• AIM
Print every line of the entries below without any change, and leave the pictures out of your answer.

(begin)

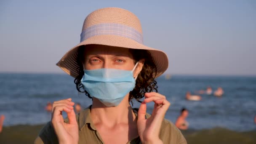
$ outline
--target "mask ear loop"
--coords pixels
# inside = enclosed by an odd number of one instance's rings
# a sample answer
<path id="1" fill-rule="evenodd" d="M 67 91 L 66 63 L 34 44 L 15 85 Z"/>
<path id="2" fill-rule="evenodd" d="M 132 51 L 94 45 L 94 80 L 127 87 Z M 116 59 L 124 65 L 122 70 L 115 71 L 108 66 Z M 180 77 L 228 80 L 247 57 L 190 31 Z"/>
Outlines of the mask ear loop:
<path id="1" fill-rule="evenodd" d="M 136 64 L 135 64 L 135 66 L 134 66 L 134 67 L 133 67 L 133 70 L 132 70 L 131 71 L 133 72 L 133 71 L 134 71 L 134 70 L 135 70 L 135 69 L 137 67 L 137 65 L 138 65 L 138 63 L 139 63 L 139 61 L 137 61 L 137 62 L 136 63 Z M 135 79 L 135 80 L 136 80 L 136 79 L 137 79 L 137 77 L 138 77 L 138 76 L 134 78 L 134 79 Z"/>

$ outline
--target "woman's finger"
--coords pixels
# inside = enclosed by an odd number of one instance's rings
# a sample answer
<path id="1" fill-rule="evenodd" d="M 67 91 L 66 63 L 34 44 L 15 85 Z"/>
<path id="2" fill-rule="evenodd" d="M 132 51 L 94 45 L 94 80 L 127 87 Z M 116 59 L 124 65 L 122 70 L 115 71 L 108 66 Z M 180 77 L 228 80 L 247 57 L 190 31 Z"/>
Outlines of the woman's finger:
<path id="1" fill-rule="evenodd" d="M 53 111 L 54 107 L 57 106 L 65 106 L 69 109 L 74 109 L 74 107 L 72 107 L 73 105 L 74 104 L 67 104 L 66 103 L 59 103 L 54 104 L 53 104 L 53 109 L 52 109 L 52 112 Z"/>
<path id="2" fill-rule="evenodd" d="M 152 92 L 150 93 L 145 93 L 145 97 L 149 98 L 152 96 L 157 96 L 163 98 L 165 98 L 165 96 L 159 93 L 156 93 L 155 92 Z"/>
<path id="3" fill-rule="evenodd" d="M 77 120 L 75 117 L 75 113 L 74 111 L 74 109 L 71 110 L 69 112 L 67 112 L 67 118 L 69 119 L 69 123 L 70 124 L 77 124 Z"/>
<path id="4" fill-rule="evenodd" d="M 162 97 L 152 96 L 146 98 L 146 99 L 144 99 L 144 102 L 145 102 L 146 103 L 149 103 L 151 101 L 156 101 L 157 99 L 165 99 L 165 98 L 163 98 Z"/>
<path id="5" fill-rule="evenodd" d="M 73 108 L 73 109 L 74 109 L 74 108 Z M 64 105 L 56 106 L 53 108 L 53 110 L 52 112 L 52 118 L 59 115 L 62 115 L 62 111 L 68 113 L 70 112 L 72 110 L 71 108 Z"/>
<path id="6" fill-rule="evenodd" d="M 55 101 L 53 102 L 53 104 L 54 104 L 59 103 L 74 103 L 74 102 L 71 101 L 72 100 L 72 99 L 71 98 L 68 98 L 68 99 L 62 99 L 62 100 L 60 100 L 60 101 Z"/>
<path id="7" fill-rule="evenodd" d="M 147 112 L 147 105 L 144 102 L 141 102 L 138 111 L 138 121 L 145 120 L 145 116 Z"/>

(end)

• FINISHED TASK
$ outline
--target "mask ear loop"
--coords pixels
# inside = enclosed by an odd number of one instance's rings
# a sample answer
<path id="1" fill-rule="evenodd" d="M 67 91 L 66 63 L 34 44 L 15 85 Z"/>
<path id="2" fill-rule="evenodd" d="M 132 51 L 94 45 L 94 80 L 127 87 Z M 116 59 L 124 65 L 122 70 L 115 71 L 108 66 Z M 180 77 L 228 80 L 247 57 L 190 31 Z"/>
Outlines of the mask ear loop:
<path id="1" fill-rule="evenodd" d="M 136 64 L 135 64 L 135 66 L 134 66 L 134 67 L 133 67 L 133 70 L 132 70 L 131 71 L 133 72 L 133 71 L 134 71 L 134 70 L 135 70 L 135 69 L 137 67 L 137 65 L 138 65 L 138 63 L 139 63 L 139 61 L 137 61 L 137 62 L 136 63 Z M 135 79 L 135 80 L 136 80 L 136 79 L 137 79 L 137 77 L 138 77 L 138 76 L 134 78 L 134 79 Z"/>

$ outline
--target "woman's finger"
--coords pixels
# inside = enclosed by an odd number of one instance's rings
# a sample answer
<path id="1" fill-rule="evenodd" d="M 67 91 L 66 63 L 34 44 L 15 85 Z"/>
<path id="2" fill-rule="evenodd" d="M 132 51 L 94 45 L 94 80 L 127 87 Z M 116 59 L 124 65 L 122 70 L 115 71 L 108 66 Z M 180 77 L 228 80 L 247 57 L 190 31 Z"/>
Outlines of the woman's finger:
<path id="1" fill-rule="evenodd" d="M 53 111 L 54 107 L 57 106 L 65 106 L 69 109 L 74 109 L 74 107 L 72 107 L 73 105 L 74 104 L 67 104 L 66 103 L 59 103 L 54 104 L 53 104 L 53 109 L 52 109 L 52 112 Z"/>
<path id="2" fill-rule="evenodd" d="M 152 92 L 150 93 L 145 93 L 145 97 L 149 98 L 152 96 L 157 96 L 163 98 L 165 98 L 165 96 L 159 93 L 156 93 L 155 92 Z"/>
<path id="3" fill-rule="evenodd" d="M 77 120 L 75 117 L 75 113 L 74 111 L 74 109 L 71 110 L 69 112 L 67 112 L 67 118 L 69 119 L 69 123 L 70 124 L 77 124 Z"/>
<path id="4" fill-rule="evenodd" d="M 162 97 L 152 96 L 146 98 L 146 99 L 144 99 L 144 102 L 145 102 L 146 103 L 149 103 L 151 101 L 156 101 L 157 99 L 165 99 L 165 98 L 163 98 Z"/>
<path id="5" fill-rule="evenodd" d="M 73 108 L 73 109 L 74 109 L 74 108 Z M 64 105 L 56 106 L 53 108 L 53 110 L 52 112 L 52 118 L 59 115 L 62 115 L 62 111 L 68 113 L 70 112 L 72 110 L 71 108 Z"/>
<path id="6" fill-rule="evenodd" d="M 55 101 L 53 102 L 53 104 L 54 104 L 59 103 L 74 103 L 74 102 L 71 101 L 72 100 L 72 99 L 71 98 L 68 98 L 68 99 L 62 99 L 62 100 L 60 100 L 60 101 Z"/>
<path id="7" fill-rule="evenodd" d="M 147 112 L 147 105 L 144 102 L 141 102 L 138 111 L 138 121 L 145 120 L 145 116 Z"/>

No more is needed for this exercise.